- Les chimistes -

 

 

Jacobus Henricus Van’t Hoff
(Rotterdam, 1852 - Berlin, 1911)

Né le 30 août 1852 à Rotterdam, le premier lauréat du prix Nobel de Chimie commença sa carrière très jeune. Il se fit connaître en publiant en 1874 un mémoire de onze pages sur la relation entre l’activité optique et la structure chimique des composés organiques en solution capables de dévier le plan de polarisation de la lumière. La même année, en novembre 1874 précisément, Le Bel publia dans le Bulletin de la Société Chimique de France un mémoire dont le contenu était très proche de la publication de Van’t Hoff.
Van’t Hoff découvrit que l’activité optique des composés organiques apparaît lorsque les quatre liaisons de l’atome de carbone, dirigées vers les sommets d’un tétraèdre régulier dont l’atome occupe lui-même le centre, portent quatre atomes ou groupements d’atomes de nature différente. On obtient ainsi deux structures symétriques non superposables dont l’une dévie la lumière polarisée à gauche (lévogyre) et l’autre à droite (dextrogyre).
Ces travaux firent connaître Van’t Hoff dans les milieux scientifiques, et en 1878, alors qu’il n’était âgé que de 26 ans, il devint professeur de chimie à l’Université d’Amsterdam. Ses nouvelles activités pédagogiques le détachèrent momentanément des "travaux de paillasse", mais lui permirent en revanche de s’adonner à un travail de réflexion sur les problèmes chimiques fondamentaux, ce qui aboutit à la publication, en 1884, d’un ouvrage intitulé "Dynamique chimique", suivi en 1885 d’un mémoire sur "l’Equilibre chimique dans les systèmes gazeux ou dissous à l’état dilué", complété par trois autres publications en 1886. La parution de ces travaux théoriques a placé la chimie physique sous un nouvel éclairage, et de nombreux chapitres sont encore d’actualité et constituent les bases de la dynamique chimique moderne. Ces nouvelles conceptions répondaient à des questions que Van’t Hoff s’était posées lorsqu’il avait travaillé sur les phénomènes d’oxydation, à savoir la raison pour laquelle l’alcool méthylique s’oxyde plus rapidement que le méthane : problème qui nécessitait une réponse à la fois cinétique et thermodynamique du processus chimique.
Van’t Hoff classe les réactions en systèmes mono-, bi-, trimoléculaires et en systèmes réversibles qui aboutissent à un équilibre chimique. Il établit une relation mathématique entre la variation des constantes d’équilibre et les changements de températures. Cette relation fut testée et confirmée par de nombreuses expériences. Elle devint une loi fondamentale que l’on énonça de la façon suivante : "tout équilibre d’un système chimique se déplace par abaissement de la température vers l’état dont la formation développe une plus grande quantité de chaleur".

::::::::::

Consigne —
Répondez, s'il vous plaît, à ces questions sur le texte consacré à Van't Hoff.
(a) En quelle année devint-il professeur de chimie à l'Université d'Amsterdam ?
(b) Quel titre porte l'ouvrage qu'il publia en 1884 ?
(c) Quel nom donne-t-on à la structure qui dévie la lumière polarisée à droite ?

Extrait des données —
::::::::::

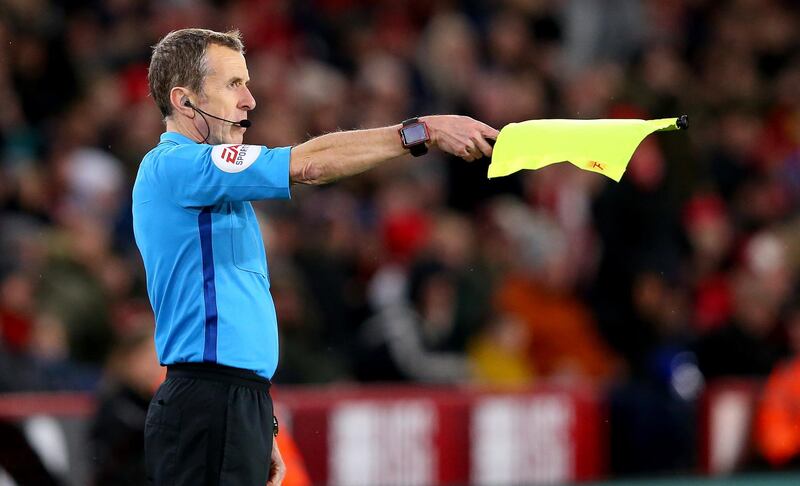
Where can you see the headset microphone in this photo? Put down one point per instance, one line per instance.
(240, 123)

::::::::::

Réponse finale —
(a) En 1878.
(b) « Dynamique chimique ».
(c) Dextrogyre.